# [EXERCISE AIM]
The lines below starting at the line containing "Target: woman's hand" and ending at the line containing "Target: silver metal tube" are to be repeated exactly, with both ends kept and nothing else added.

(Source records)
::::
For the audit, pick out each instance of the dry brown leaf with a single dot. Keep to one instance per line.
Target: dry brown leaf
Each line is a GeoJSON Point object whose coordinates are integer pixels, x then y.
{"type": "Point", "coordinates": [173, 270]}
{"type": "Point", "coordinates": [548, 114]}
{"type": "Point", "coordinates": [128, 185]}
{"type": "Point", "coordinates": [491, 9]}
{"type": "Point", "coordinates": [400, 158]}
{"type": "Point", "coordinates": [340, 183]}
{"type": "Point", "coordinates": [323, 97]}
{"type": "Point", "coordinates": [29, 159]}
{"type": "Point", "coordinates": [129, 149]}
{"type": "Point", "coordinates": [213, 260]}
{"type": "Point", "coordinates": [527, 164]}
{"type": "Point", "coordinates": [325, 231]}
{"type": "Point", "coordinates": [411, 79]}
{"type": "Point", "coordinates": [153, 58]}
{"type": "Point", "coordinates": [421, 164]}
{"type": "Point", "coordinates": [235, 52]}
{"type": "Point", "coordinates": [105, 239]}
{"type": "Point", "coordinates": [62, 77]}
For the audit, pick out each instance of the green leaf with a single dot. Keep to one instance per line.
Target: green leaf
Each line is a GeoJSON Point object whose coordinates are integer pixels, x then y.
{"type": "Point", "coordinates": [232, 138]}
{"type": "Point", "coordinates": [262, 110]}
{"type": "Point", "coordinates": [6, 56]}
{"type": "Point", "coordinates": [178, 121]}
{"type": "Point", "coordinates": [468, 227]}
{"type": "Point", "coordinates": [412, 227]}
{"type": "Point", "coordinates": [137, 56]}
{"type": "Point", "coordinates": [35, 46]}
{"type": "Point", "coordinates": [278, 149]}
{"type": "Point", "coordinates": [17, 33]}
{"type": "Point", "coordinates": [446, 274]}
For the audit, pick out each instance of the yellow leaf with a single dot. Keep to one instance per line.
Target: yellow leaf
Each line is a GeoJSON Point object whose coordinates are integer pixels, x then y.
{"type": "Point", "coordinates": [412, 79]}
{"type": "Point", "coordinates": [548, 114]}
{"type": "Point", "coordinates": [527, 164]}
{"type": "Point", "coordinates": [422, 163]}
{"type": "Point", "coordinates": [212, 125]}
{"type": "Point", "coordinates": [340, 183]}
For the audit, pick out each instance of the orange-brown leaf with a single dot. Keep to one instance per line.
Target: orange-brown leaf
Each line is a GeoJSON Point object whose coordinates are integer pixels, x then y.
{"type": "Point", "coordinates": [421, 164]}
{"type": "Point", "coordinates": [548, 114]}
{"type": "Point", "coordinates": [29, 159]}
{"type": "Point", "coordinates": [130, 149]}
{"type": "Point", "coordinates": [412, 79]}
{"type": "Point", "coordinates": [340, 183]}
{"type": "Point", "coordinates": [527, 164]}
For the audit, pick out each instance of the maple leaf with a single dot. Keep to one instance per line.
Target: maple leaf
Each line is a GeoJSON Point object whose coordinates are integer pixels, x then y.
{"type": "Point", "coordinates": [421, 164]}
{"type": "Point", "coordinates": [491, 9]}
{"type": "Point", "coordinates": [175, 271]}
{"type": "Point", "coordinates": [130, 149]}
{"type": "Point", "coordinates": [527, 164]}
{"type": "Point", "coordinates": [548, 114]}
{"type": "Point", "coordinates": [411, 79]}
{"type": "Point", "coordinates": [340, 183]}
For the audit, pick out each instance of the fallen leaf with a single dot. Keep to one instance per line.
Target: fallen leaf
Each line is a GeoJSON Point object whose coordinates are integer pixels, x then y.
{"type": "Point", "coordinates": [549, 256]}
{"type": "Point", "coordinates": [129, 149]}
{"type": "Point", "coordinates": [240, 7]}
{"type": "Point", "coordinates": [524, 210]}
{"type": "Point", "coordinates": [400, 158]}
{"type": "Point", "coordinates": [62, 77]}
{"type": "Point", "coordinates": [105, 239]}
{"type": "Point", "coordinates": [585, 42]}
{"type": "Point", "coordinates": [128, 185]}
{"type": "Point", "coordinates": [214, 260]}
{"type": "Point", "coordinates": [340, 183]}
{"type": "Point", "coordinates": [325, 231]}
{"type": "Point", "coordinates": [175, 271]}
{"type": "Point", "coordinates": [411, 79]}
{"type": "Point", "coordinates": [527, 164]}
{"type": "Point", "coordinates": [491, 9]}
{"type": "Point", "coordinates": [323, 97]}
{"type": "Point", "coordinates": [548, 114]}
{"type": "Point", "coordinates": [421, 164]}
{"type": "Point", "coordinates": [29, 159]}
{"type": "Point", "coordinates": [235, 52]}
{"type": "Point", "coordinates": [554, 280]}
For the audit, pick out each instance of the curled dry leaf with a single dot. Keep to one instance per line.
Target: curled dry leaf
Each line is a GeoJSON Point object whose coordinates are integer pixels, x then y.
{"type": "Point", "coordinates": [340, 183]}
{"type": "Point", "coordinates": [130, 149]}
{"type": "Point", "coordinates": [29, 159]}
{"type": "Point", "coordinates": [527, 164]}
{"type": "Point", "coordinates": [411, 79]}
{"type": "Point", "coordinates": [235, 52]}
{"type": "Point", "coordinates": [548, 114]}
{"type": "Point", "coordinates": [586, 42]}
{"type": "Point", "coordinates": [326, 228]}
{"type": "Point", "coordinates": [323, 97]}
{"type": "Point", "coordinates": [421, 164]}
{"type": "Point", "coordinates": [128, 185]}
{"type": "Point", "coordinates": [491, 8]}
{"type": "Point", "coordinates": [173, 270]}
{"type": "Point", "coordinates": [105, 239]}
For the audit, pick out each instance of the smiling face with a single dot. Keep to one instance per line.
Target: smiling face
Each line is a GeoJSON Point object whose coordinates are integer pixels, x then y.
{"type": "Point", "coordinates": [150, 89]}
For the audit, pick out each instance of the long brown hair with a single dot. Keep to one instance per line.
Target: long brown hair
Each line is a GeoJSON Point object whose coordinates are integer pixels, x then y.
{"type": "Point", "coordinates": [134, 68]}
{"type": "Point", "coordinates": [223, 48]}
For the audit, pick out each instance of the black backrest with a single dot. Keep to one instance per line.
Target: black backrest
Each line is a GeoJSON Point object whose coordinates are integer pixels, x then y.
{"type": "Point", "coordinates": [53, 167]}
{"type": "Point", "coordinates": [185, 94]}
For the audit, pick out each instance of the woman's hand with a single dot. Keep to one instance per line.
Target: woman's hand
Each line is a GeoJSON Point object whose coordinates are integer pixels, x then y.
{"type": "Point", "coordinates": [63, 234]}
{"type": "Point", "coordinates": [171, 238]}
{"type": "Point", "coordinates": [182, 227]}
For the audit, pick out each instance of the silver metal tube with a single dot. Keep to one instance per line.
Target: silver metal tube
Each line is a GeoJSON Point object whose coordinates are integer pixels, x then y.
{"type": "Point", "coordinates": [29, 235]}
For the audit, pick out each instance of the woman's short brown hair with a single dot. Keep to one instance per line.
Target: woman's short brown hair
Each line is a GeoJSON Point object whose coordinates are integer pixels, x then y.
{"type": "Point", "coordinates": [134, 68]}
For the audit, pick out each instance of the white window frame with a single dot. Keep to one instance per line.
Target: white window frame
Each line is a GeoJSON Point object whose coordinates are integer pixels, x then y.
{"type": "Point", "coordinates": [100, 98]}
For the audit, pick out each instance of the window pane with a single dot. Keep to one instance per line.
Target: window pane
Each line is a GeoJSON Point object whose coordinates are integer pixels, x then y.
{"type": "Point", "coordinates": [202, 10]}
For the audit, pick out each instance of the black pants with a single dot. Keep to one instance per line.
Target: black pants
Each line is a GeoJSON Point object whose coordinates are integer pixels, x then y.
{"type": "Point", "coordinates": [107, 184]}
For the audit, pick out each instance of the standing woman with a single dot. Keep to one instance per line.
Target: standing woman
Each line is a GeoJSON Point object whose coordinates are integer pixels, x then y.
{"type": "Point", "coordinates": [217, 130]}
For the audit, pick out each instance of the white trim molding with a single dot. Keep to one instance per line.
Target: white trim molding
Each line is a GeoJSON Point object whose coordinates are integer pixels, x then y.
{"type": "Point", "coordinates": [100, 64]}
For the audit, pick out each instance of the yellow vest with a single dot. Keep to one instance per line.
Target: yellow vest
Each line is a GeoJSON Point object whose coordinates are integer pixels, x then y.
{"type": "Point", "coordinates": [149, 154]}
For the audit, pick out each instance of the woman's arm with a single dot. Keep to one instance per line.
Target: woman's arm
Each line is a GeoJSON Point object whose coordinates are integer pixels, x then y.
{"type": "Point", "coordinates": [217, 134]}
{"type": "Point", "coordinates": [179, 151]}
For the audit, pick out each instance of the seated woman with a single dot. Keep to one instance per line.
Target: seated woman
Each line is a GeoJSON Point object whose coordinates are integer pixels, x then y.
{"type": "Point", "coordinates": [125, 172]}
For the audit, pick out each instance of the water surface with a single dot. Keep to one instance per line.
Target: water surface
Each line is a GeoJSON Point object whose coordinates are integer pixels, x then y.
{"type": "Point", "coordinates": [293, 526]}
::::
# [RESULT OF THIS TASK]
Target: woman's hand
Each line is a GeoJSON Point object whose coordinates are integer pixels, x then y.
{"type": "Point", "coordinates": [63, 234]}
{"type": "Point", "coordinates": [171, 238]}
{"type": "Point", "coordinates": [182, 227]}
For the audit, pick out each instance of the silver metal tube with a single dot. Keep to one instance per line.
Target: silver metal tube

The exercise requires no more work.